▶ _Required work_:
Set out every line of the records below as a numbered list, skipping any blank lines. Leave the pictures out of your answer.

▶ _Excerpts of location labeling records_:
────

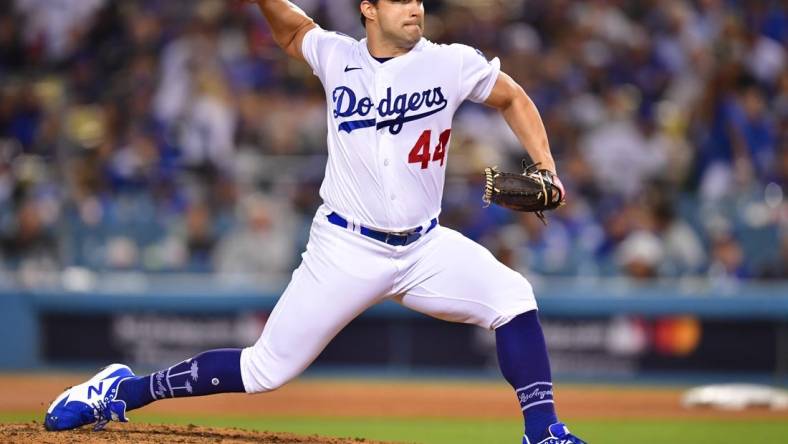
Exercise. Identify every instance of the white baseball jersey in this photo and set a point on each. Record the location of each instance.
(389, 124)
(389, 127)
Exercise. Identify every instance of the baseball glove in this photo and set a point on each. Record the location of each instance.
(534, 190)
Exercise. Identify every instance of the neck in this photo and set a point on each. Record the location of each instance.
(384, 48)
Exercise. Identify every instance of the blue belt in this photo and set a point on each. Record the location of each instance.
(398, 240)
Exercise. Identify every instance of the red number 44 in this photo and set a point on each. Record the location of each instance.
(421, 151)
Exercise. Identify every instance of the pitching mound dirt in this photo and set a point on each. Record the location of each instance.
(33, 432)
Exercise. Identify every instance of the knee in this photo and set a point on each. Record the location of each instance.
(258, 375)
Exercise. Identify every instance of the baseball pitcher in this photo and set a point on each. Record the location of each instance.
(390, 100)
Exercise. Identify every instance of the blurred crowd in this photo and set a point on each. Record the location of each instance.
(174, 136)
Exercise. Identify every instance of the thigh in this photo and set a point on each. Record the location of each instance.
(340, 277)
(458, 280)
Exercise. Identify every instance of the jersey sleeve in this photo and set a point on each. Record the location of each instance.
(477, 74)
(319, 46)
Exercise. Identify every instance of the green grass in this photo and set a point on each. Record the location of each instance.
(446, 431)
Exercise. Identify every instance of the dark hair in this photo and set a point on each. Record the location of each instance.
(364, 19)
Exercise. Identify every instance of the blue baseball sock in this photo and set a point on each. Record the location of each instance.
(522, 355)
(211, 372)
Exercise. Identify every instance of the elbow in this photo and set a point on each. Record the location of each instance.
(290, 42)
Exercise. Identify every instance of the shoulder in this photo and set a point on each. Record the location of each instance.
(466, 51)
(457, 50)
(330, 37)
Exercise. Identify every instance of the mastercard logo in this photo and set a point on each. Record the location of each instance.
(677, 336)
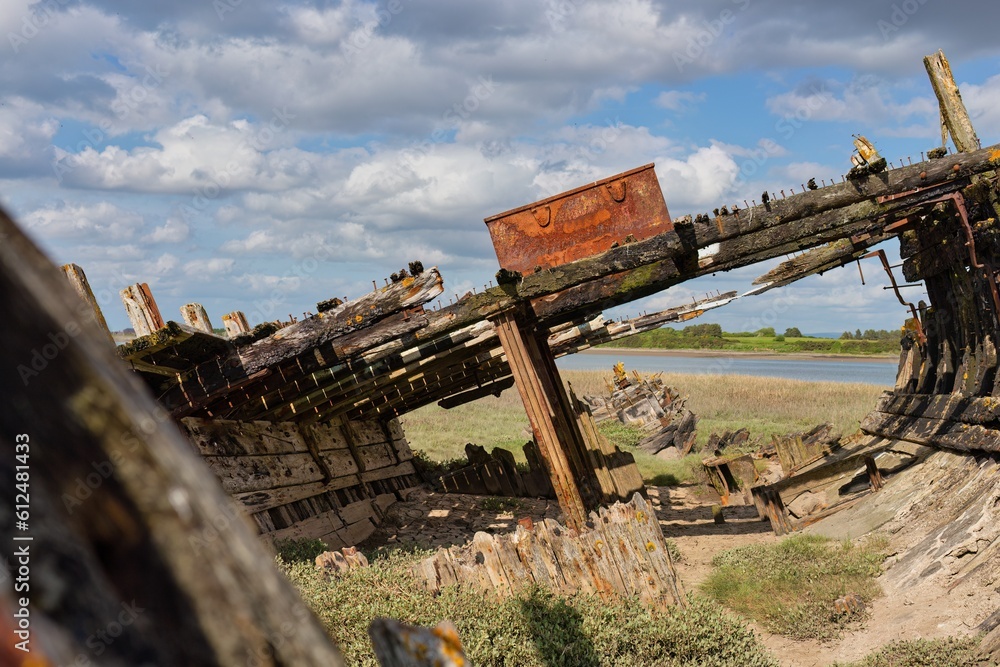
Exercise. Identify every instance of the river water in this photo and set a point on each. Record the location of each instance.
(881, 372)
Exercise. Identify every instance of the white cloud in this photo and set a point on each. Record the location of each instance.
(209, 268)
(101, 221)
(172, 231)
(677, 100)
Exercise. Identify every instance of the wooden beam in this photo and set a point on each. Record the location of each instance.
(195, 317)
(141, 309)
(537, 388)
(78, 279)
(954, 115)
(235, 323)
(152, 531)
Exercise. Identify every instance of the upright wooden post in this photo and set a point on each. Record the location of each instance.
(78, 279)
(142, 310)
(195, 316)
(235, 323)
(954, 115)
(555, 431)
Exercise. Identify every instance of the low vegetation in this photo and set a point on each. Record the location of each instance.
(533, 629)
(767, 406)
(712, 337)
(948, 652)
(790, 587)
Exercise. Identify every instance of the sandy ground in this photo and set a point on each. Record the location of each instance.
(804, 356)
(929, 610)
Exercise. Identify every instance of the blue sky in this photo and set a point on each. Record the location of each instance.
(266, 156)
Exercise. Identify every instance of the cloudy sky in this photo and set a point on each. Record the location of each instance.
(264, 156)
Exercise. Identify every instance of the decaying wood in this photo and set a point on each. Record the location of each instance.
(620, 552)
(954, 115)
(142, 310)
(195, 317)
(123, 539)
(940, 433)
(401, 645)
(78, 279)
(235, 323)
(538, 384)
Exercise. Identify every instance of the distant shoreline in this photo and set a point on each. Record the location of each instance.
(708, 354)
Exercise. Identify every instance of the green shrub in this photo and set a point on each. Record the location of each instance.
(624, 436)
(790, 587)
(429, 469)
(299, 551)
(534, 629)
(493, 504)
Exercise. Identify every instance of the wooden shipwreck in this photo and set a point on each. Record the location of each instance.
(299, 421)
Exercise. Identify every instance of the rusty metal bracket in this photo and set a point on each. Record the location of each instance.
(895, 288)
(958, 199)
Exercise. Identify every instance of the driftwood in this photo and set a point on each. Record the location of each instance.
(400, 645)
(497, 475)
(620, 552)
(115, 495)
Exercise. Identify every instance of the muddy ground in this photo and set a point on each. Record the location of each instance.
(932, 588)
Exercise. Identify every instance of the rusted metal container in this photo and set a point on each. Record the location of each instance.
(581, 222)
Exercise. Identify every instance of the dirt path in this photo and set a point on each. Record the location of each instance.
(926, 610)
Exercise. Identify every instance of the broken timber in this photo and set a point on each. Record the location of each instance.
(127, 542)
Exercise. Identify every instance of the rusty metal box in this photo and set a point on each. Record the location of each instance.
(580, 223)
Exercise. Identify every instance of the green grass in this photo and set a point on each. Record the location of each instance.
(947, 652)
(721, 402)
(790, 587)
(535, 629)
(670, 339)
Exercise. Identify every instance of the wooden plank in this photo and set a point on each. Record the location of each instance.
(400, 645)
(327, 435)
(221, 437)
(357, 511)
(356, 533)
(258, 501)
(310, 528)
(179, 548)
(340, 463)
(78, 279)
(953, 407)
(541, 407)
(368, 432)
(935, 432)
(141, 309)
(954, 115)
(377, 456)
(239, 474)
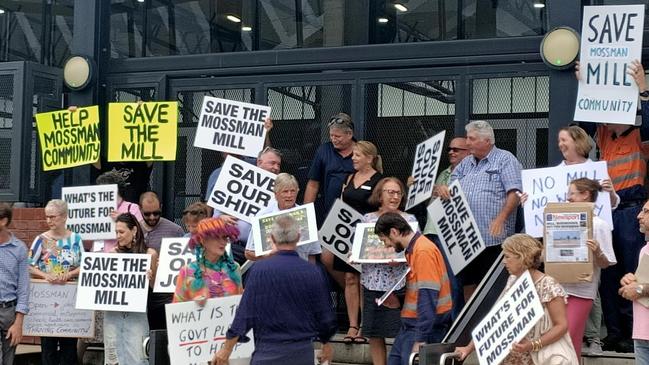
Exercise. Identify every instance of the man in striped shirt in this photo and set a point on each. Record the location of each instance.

────

▶ _Solution to the exercise_:
1. Exercise. Identify every instance of the white baseball jersey in this photo and set a point on each. Record the location of each instance.
2. (389, 124)
3. (389, 127)
4. Exercise. Identify every instance of the baseball glove in this photo and set a point on each. Record the location of each instance.
5. (534, 190)
6. Exercise. Identify every instance of the neck in this photo and set a point on each. Record the location of each instance.
7. (384, 48)
8. Exercise. Identify every instance of the blue belt in this photo and set a point on each. Record the location of each instance.
9. (398, 240)
10. Exercise. Identify every instance of the red number 44 in this photo and set a point on each. Record the location of each instance.
11. (421, 151)
12. Exercise. Identify every instance of the pitching mound dirt in this photo and set a point on each. Record the location of each instance.
13. (33, 432)
14. Exercise. Identify every instance of the knee in this photo and set a point on each. Record the location of each instance.
15. (258, 375)
16. Exercise. Identify every instance of the baseball pitcher in this photo and set a point on each. Record the location of each instance.
17. (390, 100)
18. Exercise. Identify every instance of the blurred crowd in this photo and set a point on each. Record the location of each instance.
19. (174, 136)
20. Exercise. Identify every instance of the thigh in this photo and set a point on each. Record the location of each instance.
21. (340, 277)
22. (458, 280)
23. Exercise. Identify every instance of the jersey sleeve in this photo and set a point on each. Record the location of each instance.
24. (477, 74)
25. (319, 46)
26. Exercise. Identify every instance of the green grass in this photo and set a point on each. Record the location of each instance.
27. (446, 431)
28. Exercise. Identify every instance of the dark hair in this photo and set a point on each. Record the location of each instance.
29. (364, 19)
30. Exercise. Identify every instance of the blue baseball sock in this photo and set a point on each. Record the location of each instance.
31. (522, 355)
32. (211, 372)
33. Exercise. Identify every instance of the elbow in this photo and set a point on each. Record the location of each instance.
34. (290, 42)
35. Exercise. Identify every instance of the shoulder in this photo and set a point on each. Record the location of each instance.
36. (466, 51)
37. (457, 50)
38. (330, 37)
39. Exercise. Identify every instance of the mastercard logo in this photo and set a point on each. Record the location of each instance.
40. (677, 336)
41. Exercise. Identify every instance of the river water in this photo and set a point on each. Record the location of each instance.
42. (881, 372)
43. Exercise. Identify every instance of the white cloud in this photo and set a point on each. Record the location of each instance.
44. (209, 268)
45. (101, 221)
46. (172, 231)
47. (677, 100)
48. Exercise. Identify every instance of the wooden beam in this photo and set a point on each. Record the location of each instance.
49. (195, 317)
50. (141, 309)
51. (537, 388)
52. (78, 279)
53. (954, 115)
54. (235, 323)
55. (152, 531)
56. Exercise. Identify every instance of the upright wooden post in this photo and set a point on each. Record the location of each instance.
57. (78, 279)
58. (142, 310)
59. (195, 316)
60. (235, 323)
61. (954, 115)
62. (555, 431)
63. Exercise. Identify every instance of the low vegetation in this photo and set a point on each. Record the location of each instance.
64. (533, 629)
65. (767, 406)
66. (712, 337)
67. (948, 652)
68. (790, 587)
69. Exercise. Identify every instance of the sandy ground in this photo and set a point on each. Record the location of each instance.
70. (804, 356)
71. (929, 610)
72. Exercise. Identify every instance of the blue sky in this photo and set a point on each. Record the location of each instance.
73. (266, 156)
74. Exercise. Identify every instance of the cloudy sky in this photo and set a point on each. Record the location of each instance.
75. (264, 156)
76. Exercise. Identify every instance of the decaying wood in this photo and set a point on each. Record the location of each instance.
77. (620, 552)
78. (954, 115)
79. (142, 310)
80. (195, 317)
81. (123, 539)
82. (940, 433)
83. (401, 645)
84. (78, 279)
85. (235, 323)
86. (538, 384)
87. Exercise. Identify every instance of the distant shoreline in this photo and set a point on each. Record the location of each instance.
88. (708, 354)
89. Exercise. Identify every instance of the green shrub in this photo and set a point on each. Record the location of each instance.
90. (624, 436)
91. (790, 587)
92. (429, 469)
93. (299, 551)
94. (534, 629)
95. (493, 504)
96. Exercise. Identify every instance of the wooden shipwreck in this photo and set a point on each. Record the location of each instance.
97. (299, 421)
98. Exercise. Identify every instance of the rusty metal bracket in this photo and set a point on each. Record the location of each instance.
99. (895, 288)
100. (958, 199)
101. Exercise. Identify every instance of the driftwood in this photo and set a point on each. Record the location of each instance.
102. (400, 645)
103. (497, 475)
104. (620, 552)
105. (115, 495)
106. Exercise. Identify every instance of the muddy ground in this photo and set a point on each. Record the location of each instance.
107. (932, 588)
108. Exercise. Identify every instance of the rusted metal container in this photo and set a point on each. Record the location of each instance.
109. (581, 222)
110. Exercise. Identify every instance of the dirt path in this photo and set a point on each. Record the location of each instance.
111. (926, 610)
112. Exercise. Identify every instance of the broken timber in this photo and set a point on each. Record the location of each instance.
113. (127, 542)
114. Exercise. Identify every instance of the rusty metal box in this photo and set a point on each. Record the location of each instance.
115. (580, 223)
116. Exercise. Identify every instance of the green grass in this photo and set a point on each. Record the location of each instance.
117. (947, 652)
118. (721, 402)
119. (790, 587)
120. (535, 629)
121. (670, 339)
122. Exercise. Identify every instance of the wooden plank in this photo and set a point on each. Record the location of each instance.
123. (400, 645)
124. (327, 435)
125. (221, 437)
126. (357, 511)
127. (356, 533)
128. (258, 501)
129. (310, 528)
130. (179, 548)
131. (340, 463)
132. (78, 279)
133. (953, 407)
134. (541, 407)
135. (368, 432)
136. (935, 432)
137. (141, 309)
138. (954, 115)
139. (377, 456)
140. (239, 474)
141. Exercise. Identify every instance of the man in striped shirt in this photo and set a point on each. Record the location of each instance.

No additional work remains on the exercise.